[[ THE INPUT open ]]

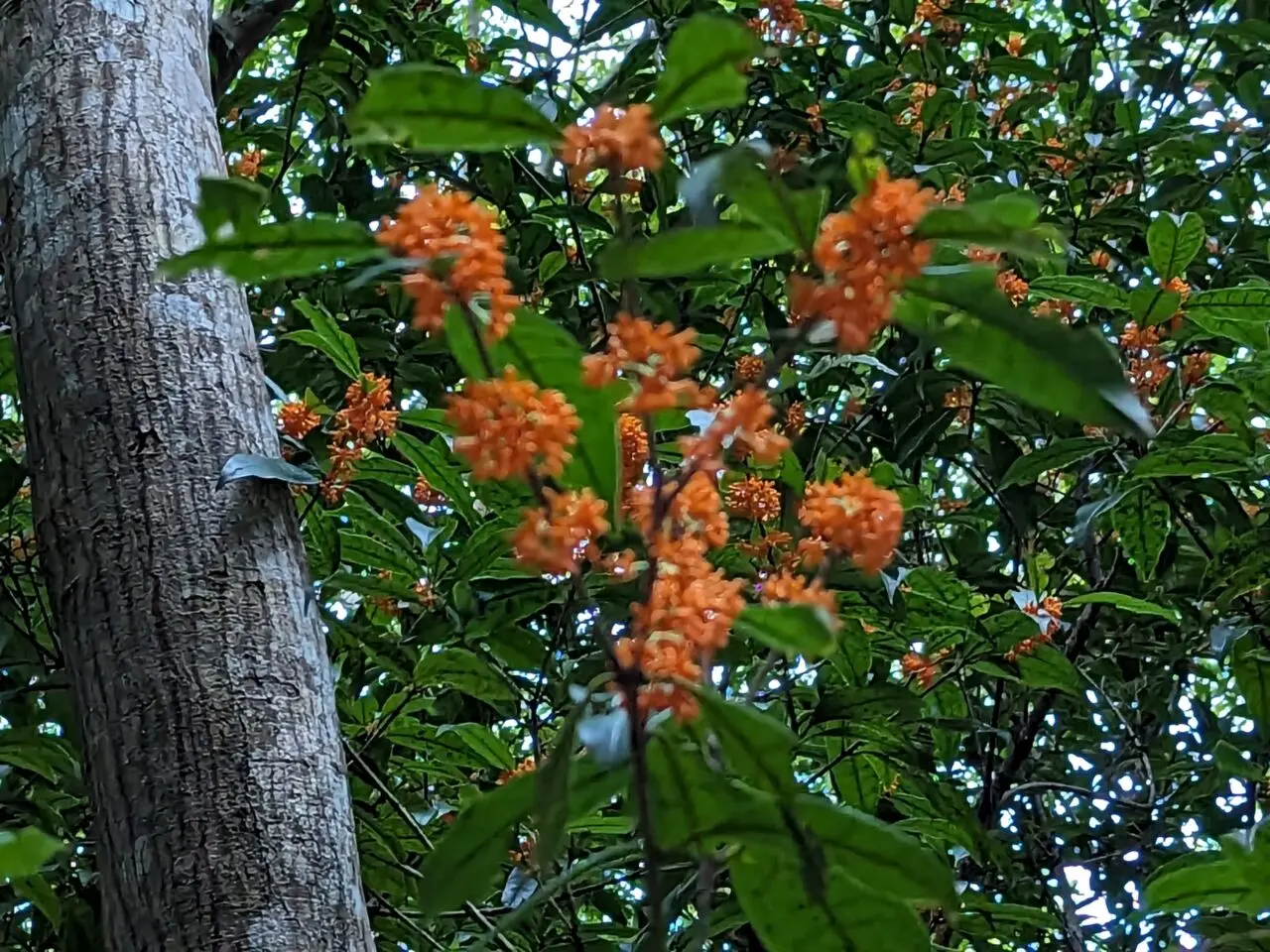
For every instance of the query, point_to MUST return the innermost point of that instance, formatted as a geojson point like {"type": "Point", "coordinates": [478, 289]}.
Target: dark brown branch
{"type": "Point", "coordinates": [238, 33]}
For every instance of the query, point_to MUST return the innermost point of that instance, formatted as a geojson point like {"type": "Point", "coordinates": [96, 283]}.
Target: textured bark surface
{"type": "Point", "coordinates": [199, 669]}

[[ THE INPUT closed ]]

EXERCISE AIM — Go through the entries above and count the lines holding the word "instance"; write nothing but the number.

REPLY TO THE EXERCISE — 2